■ Document extract:
Nobody wants to talk about Belmullet: why?

 Last week an article appeared in the Irish Times about the extraordinary case loads that occured in the LEA of Belmullet in Mayo.  Mayo, as some might know, had one of the lowest Covid 19 caseloads in the country until December of 2020. On 14th Jan, RTE reported that the town had the highest level in the country: 6000 cases per 100,000 of population. In other words, 1 in 17 people. In the area, 760 people had tested positive in the previous weeks.  The area takes in the town of Belmullet (c.1000), Achill (c.2500) and about 8000 others in West Mayo. The surge began in Christmas week with 266 cases reported in the last 2 weeks of December.  Yet the media stayed silent.

On 22nd Jan, Irish Times chimed in with a detailed, and honest evaluation of the situation in Belmullet, including discussions with public health experts in Mayo and Galway, who all expressed the same thing: the problem resulted from a particular pattern of socialising in the area, which included a significant number of people booking into a local hotel in order to bypass newly reinstated restrictions from 24th Dec. Seemingly there was a gathering that amounted to as many as 400 people, with people climbing in window and handing drinks out windows to friends they invited along. All dismissed the by now common blame which the rest of the media was putting upon the government for not stopping flights (actually, there was a UK flight ban from 20th to 31st Dec).

Thin articles in the Examiner ignored the roots of the surge, preferring instead of have a go at government by pointing out that the local GP had contracted covid and had to hold surgery by phone because no locum was available.  The article finished with the spiteful remark that outsiders were not welcome in the area at the moment.  (Perhaps that might help explain why no locum was available?)  Another article 2 weeks earlier mentioned that the people of the area were "living in fear", and managed to get a local FG councillor to talk: "The saddest thing that I’ve seen – some people that were so careful, have it. They don’t know how in the name of God they got it... I was going around the houses, dropping stuff off, and there’s people looking out the window at you, crying. It’s savage."

■ Exercise details:
Please state the level of cases that, according to the Belmullet article, RTE reported for the town on 14th Jan. The records aren't needed for this work.

Point-per-instance localization records:
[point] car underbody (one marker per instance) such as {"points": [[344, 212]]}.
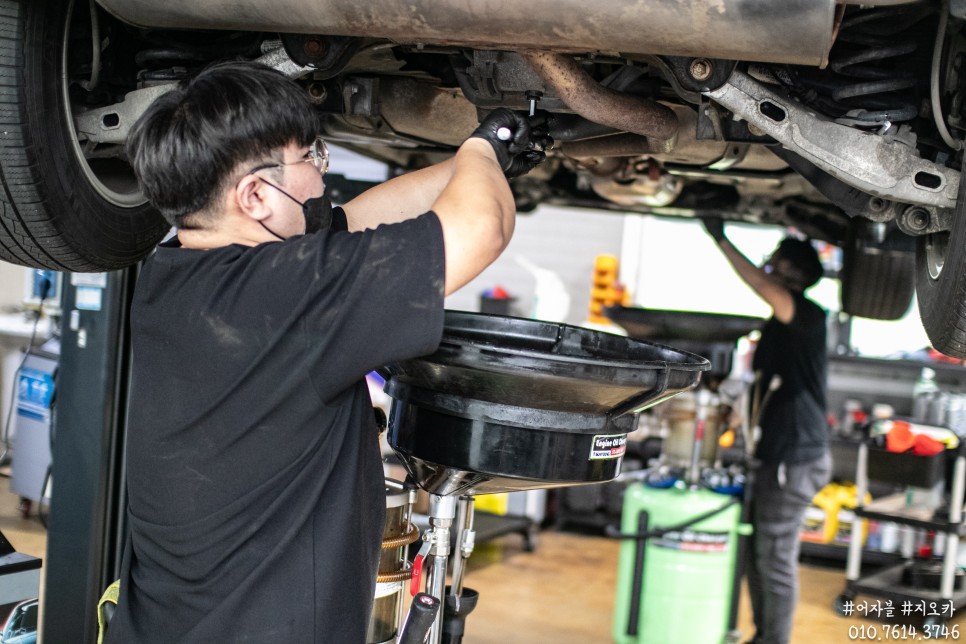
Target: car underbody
{"points": [[842, 121]]}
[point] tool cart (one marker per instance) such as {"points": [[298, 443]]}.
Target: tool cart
{"points": [[901, 583]]}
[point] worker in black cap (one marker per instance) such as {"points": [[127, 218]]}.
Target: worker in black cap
{"points": [[790, 364]]}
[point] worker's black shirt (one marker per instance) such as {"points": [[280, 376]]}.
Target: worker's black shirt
{"points": [[257, 495], [794, 427]]}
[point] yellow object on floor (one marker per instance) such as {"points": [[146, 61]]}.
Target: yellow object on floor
{"points": [[829, 518]]}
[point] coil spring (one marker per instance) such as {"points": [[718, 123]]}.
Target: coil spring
{"points": [[872, 46]]}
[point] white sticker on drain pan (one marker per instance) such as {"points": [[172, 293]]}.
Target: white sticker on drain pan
{"points": [[608, 446]]}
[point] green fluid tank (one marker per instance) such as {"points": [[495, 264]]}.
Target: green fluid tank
{"points": [[675, 588]]}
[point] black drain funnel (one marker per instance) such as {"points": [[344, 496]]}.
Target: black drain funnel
{"points": [[511, 404]]}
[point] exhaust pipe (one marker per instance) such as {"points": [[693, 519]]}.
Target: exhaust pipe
{"points": [[797, 32], [585, 96]]}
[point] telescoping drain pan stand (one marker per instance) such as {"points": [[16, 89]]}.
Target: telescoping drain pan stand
{"points": [[510, 404]]}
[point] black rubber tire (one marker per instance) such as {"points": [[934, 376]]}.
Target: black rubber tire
{"points": [[51, 214], [878, 280]]}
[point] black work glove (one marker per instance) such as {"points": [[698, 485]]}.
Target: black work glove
{"points": [[515, 130], [715, 228], [534, 155]]}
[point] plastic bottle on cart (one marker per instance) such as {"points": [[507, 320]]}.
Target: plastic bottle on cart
{"points": [[923, 392]]}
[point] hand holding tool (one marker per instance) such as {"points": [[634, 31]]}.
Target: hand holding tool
{"points": [[508, 133], [534, 155]]}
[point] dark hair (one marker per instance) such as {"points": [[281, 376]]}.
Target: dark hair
{"points": [[185, 148], [803, 257]]}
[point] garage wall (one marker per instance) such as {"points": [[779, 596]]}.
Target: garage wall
{"points": [[563, 241], [11, 286]]}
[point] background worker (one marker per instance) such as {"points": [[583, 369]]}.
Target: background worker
{"points": [[793, 449], [255, 482]]}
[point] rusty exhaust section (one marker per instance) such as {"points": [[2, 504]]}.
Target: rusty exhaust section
{"points": [[797, 32], [585, 96]]}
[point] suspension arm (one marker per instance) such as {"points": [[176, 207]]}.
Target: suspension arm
{"points": [[880, 165]]}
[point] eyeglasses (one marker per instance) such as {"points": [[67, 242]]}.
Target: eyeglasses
{"points": [[318, 156]]}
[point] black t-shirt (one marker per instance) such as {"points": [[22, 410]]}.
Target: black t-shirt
{"points": [[794, 427], [256, 490]]}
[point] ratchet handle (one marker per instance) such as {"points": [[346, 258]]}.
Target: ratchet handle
{"points": [[421, 616]]}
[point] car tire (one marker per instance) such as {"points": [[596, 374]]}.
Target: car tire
{"points": [[57, 210], [941, 283], [878, 280]]}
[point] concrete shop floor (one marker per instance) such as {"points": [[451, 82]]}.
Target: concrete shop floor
{"points": [[562, 593]]}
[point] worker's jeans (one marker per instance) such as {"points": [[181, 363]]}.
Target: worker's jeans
{"points": [[780, 496]]}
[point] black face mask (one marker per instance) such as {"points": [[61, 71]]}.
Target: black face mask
{"points": [[317, 212]]}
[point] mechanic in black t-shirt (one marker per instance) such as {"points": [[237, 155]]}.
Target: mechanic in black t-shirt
{"points": [[793, 448], [256, 494]]}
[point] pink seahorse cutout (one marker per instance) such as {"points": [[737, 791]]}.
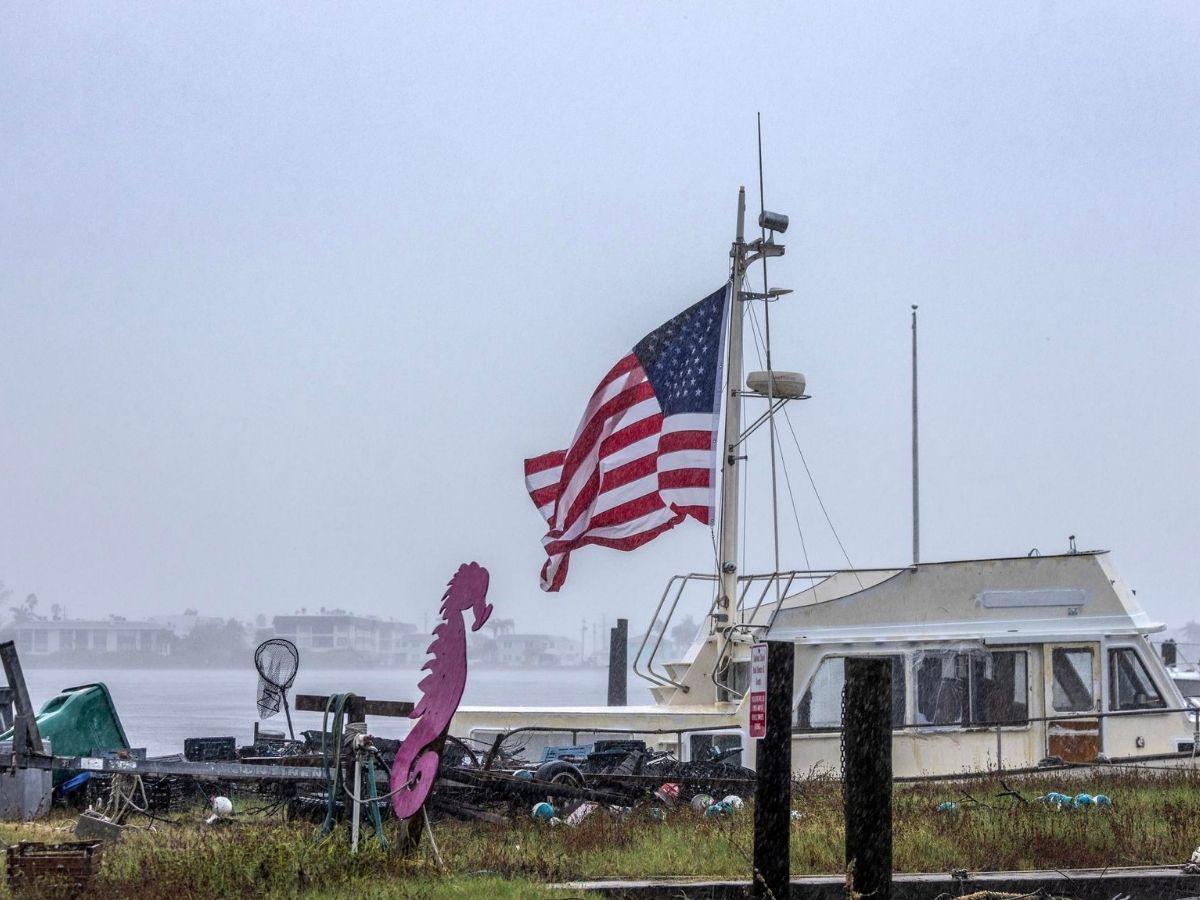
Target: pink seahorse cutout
{"points": [[417, 762]]}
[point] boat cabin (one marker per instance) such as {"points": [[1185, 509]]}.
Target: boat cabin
{"points": [[995, 663]]}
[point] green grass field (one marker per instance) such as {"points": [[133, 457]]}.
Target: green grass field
{"points": [[1153, 821]]}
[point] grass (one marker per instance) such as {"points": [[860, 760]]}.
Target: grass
{"points": [[1152, 822]]}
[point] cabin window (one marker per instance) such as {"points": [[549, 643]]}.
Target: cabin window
{"points": [[820, 708], [975, 688], [1000, 688], [1072, 679], [735, 681], [706, 747], [1129, 683]]}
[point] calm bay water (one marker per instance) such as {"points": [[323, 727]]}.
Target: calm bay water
{"points": [[161, 707]]}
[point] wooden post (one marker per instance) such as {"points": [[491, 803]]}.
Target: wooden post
{"points": [[773, 791], [867, 774], [618, 676], [24, 708]]}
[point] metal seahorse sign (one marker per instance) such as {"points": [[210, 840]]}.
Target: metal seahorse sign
{"points": [[415, 767]]}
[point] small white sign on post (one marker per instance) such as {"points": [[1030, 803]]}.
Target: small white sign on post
{"points": [[759, 690]]}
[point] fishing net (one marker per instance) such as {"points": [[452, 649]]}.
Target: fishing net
{"points": [[276, 661]]}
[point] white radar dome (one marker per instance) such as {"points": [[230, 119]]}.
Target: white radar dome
{"points": [[787, 385]]}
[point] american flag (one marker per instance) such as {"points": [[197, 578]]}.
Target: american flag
{"points": [[643, 456]]}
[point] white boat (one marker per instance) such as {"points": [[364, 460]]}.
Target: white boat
{"points": [[997, 664]]}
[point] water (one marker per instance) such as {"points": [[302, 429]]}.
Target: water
{"points": [[159, 708]]}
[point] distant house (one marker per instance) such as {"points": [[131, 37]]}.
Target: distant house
{"points": [[181, 624], [535, 651], [409, 649], [341, 630], [42, 637]]}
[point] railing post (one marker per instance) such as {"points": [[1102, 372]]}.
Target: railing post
{"points": [[773, 789], [867, 774], [618, 677]]}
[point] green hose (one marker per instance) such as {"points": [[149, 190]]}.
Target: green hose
{"points": [[334, 772]]}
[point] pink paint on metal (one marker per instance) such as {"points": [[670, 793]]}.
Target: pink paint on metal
{"points": [[417, 762]]}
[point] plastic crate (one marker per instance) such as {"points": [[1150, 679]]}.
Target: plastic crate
{"points": [[210, 749], [75, 863]]}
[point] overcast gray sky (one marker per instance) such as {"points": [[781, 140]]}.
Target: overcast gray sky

■ Answer:
6000 cases per 100,000 of population.